- SET PROBLEM -
Present the material below as a numbered list, one item per line, and leave out any blank lines.

- GIVEN RECORDS -
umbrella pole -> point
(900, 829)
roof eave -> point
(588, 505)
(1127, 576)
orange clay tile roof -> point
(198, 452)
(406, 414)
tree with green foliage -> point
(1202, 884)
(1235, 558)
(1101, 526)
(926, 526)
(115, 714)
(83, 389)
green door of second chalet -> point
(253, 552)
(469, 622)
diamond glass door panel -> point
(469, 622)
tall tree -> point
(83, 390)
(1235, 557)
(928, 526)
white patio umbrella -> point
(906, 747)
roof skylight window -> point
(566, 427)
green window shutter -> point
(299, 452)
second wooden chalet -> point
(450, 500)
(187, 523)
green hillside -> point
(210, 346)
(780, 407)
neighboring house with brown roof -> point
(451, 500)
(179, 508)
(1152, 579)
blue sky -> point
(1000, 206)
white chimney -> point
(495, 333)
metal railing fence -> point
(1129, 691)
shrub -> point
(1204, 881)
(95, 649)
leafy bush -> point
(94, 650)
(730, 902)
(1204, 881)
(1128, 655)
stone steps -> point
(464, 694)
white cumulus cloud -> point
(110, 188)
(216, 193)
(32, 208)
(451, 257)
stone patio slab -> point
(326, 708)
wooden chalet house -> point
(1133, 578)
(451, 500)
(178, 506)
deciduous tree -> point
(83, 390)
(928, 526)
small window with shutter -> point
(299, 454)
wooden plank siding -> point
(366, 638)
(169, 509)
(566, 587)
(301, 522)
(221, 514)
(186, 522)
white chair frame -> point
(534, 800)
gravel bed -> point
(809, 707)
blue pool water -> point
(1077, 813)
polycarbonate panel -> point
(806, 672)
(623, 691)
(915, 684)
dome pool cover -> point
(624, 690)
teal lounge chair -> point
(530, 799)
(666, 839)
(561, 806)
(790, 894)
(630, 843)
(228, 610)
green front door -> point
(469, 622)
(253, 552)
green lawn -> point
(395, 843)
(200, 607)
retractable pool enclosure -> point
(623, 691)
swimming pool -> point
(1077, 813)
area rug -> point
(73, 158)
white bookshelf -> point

- FINISHED TASK -
1. umbrella pole -> point
2. (900, 829)
3. roof eave -> point
4. (588, 505)
5. (1127, 576)
6. orange clay tile roof -> point
7. (198, 452)
8. (406, 414)
9. tree with green foliage -> point
10. (1202, 884)
11. (1235, 558)
12. (1101, 526)
13. (926, 526)
14. (115, 714)
15. (83, 389)
16. green door of second chalet -> point
17. (253, 552)
18. (469, 622)
19. diamond glass door panel -> point
20. (469, 622)
21. tall tree -> point
22. (83, 390)
23. (1235, 557)
24. (928, 526)
25. white patio umbrella -> point
26. (906, 747)
27. roof skylight window -> point
28. (566, 427)
29. green window shutter -> point
30. (299, 452)
31. second wooden chalet -> point
32. (450, 500)
33. (187, 523)
34. green hillside -> point
35. (210, 346)
36. (780, 407)
37. neighboring house with brown roof -> point
38. (451, 500)
39. (179, 508)
40. (1152, 579)
41. blue sky -> point
42. (1000, 206)
43. white chimney -> point
44. (495, 333)
45. metal railing fence -> point
46. (1129, 691)
47. shrub -> point
48. (1204, 881)
49. (95, 649)
50. leafy bush -> point
51. (94, 650)
52. (730, 902)
53. (1204, 881)
54. (1128, 655)
55. stone steps -> point
56. (464, 694)
57. white cumulus cloud -> point
58. (110, 188)
59. (216, 193)
60. (32, 208)
61. (451, 257)
62. stone patio slab -> point
63. (326, 708)
64. wooden chalet house -> point
65. (1133, 578)
66. (451, 500)
67. (178, 506)
68. deciduous tree -> point
69. (83, 390)
70. (928, 526)
71. small window with shutter -> point
72. (299, 454)
73. wooden plank siding -> point
74. (366, 638)
75. (169, 509)
76. (566, 587)
77. (301, 522)
78. (221, 514)
79. (186, 522)
80. white chair frame -> point
81. (534, 800)
82. gravel bed -> point
83. (809, 707)
84. blue pool water -> point
85. (1077, 813)
86. polycarbonate panel -> point
87. (806, 672)
88. (623, 691)
89. (915, 684)
90. dome pool cover -> point
91. (624, 690)
92. teal lounge chair -> point
93. (530, 799)
94. (666, 839)
95. (561, 806)
96. (790, 894)
97. (630, 843)
98. (228, 610)
99. green front door -> point
100. (469, 622)
101. (253, 552)
102. green lawn -> point
103. (395, 843)
104. (200, 607)
105. retractable pool enclosure -> point
106. (623, 691)
107. swimming pool -> point
108. (1077, 813)
109. area rug -> point
110. (73, 158)
111. white bookshelf -> point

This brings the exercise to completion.